Top of EXCERPTED RECORDS

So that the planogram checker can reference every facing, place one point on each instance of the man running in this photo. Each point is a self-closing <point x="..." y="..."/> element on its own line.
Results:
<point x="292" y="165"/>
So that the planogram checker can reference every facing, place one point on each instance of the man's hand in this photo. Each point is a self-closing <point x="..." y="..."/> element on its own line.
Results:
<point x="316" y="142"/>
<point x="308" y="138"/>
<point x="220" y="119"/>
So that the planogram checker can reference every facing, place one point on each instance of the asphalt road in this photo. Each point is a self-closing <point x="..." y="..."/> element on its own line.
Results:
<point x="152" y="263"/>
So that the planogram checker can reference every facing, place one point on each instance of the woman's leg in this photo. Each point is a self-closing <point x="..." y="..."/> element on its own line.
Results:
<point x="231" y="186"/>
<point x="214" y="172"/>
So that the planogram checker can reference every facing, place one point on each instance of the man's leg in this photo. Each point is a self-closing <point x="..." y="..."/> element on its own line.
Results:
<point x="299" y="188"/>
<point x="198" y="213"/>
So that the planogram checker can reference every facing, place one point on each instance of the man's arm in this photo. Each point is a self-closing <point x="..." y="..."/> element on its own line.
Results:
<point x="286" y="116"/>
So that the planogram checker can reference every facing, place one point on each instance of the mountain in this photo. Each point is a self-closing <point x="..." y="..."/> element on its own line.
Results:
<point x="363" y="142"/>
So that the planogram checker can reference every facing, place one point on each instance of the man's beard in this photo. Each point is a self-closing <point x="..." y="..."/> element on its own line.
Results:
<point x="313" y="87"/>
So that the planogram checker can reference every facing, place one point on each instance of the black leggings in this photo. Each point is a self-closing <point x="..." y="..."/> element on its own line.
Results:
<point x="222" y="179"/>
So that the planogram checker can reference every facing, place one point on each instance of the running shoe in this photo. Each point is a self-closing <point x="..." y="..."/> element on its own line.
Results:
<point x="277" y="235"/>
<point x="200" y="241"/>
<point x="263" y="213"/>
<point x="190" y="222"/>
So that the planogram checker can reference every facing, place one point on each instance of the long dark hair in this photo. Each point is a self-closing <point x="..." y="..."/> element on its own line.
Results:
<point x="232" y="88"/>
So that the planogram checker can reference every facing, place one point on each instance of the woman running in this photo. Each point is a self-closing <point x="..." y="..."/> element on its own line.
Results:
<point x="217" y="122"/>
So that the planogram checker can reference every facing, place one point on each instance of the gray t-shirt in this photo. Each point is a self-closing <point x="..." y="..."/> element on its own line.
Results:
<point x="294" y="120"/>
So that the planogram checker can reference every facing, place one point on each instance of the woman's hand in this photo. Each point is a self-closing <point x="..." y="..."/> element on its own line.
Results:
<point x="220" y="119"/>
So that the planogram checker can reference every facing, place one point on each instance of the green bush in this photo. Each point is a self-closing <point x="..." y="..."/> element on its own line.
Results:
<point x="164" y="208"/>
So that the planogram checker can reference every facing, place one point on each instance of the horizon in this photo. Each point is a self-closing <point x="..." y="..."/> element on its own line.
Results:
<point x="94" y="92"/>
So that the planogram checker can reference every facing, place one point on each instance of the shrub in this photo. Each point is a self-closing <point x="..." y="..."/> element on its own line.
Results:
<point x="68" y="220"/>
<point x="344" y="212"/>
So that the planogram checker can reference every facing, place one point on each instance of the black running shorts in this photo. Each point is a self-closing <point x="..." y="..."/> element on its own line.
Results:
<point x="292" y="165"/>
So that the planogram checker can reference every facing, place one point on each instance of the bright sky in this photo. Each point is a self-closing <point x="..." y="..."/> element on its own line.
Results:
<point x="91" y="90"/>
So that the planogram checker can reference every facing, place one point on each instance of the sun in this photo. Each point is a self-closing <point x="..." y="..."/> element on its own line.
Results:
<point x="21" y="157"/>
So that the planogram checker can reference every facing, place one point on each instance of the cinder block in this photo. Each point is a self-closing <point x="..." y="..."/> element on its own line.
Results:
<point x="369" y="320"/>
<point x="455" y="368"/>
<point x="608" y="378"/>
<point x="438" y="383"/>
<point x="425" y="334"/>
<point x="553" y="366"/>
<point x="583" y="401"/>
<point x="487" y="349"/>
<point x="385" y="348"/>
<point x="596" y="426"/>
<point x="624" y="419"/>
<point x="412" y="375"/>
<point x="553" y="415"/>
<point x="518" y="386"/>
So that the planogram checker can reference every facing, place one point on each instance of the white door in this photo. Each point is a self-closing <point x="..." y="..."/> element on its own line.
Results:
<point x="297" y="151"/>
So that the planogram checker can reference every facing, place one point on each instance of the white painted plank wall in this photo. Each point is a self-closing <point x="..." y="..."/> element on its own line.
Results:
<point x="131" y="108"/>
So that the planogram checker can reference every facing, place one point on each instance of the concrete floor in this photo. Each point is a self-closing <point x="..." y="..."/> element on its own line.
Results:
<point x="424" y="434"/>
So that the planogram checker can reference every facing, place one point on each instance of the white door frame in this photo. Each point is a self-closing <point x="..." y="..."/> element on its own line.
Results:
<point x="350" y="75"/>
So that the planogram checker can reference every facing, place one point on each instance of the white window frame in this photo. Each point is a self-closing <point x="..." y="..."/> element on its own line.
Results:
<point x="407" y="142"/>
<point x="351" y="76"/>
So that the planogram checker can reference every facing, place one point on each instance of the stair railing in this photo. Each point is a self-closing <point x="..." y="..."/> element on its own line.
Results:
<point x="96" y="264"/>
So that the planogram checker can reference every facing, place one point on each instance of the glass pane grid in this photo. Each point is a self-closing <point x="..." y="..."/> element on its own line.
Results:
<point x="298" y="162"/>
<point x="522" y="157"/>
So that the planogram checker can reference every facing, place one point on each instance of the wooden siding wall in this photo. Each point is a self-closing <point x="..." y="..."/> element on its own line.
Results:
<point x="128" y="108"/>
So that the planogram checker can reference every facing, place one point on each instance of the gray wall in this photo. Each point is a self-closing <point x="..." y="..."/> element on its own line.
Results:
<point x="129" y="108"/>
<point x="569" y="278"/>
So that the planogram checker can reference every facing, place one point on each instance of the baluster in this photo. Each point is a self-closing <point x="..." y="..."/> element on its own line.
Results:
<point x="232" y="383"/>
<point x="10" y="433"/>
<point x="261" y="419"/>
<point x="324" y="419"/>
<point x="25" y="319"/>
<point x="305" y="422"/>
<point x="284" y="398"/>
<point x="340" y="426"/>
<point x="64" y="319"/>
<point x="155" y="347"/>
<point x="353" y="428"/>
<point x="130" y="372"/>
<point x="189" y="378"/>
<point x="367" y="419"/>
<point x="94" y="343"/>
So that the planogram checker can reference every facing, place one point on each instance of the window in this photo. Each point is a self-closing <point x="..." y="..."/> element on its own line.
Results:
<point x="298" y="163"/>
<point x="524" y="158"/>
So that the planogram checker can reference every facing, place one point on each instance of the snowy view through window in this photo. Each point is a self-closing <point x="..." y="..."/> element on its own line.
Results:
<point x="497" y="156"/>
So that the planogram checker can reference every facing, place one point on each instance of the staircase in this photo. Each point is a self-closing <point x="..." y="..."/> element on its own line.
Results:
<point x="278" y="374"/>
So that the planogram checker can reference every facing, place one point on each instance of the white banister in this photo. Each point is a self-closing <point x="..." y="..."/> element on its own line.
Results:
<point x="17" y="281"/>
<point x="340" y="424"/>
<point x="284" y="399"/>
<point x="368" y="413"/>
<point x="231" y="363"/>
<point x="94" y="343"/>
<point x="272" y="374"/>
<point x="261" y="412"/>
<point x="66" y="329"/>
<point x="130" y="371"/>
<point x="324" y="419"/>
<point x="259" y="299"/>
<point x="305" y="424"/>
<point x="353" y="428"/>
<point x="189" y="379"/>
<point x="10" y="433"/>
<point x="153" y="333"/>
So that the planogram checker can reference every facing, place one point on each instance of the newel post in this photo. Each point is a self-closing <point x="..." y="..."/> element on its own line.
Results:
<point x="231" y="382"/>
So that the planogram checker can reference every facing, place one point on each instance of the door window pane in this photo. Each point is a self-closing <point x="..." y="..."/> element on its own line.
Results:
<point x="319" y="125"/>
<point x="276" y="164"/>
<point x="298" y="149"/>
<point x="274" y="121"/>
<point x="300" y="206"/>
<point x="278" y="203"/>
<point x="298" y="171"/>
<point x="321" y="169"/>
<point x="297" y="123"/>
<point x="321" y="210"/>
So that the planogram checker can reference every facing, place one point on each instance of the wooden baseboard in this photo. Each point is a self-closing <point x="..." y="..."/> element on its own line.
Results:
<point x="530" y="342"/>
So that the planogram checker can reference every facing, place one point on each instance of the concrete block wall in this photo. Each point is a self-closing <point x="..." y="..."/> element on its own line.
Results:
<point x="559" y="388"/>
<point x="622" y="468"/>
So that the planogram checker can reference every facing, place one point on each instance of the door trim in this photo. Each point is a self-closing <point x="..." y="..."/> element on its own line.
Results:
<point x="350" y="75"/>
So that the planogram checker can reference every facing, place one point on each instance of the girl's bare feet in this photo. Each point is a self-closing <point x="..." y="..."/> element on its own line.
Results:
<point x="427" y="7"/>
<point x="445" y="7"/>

Bottom of EXCERPTED RECORDS

- _PROMPT_: Which lines of the data include the word "concrete"? Copy each one.

- _RESPONSE_:
So that the planogram checker can reference every facing, place one point on each instance of the concrete floor in this photo. Each point is a self-closing <point x="..." y="..."/> element on its own line.
So that the planogram checker can reference every facing, place one point on each instance of the concrete block wall in this photo. Each point is a self-closing <point x="..." y="..."/> element on its own line.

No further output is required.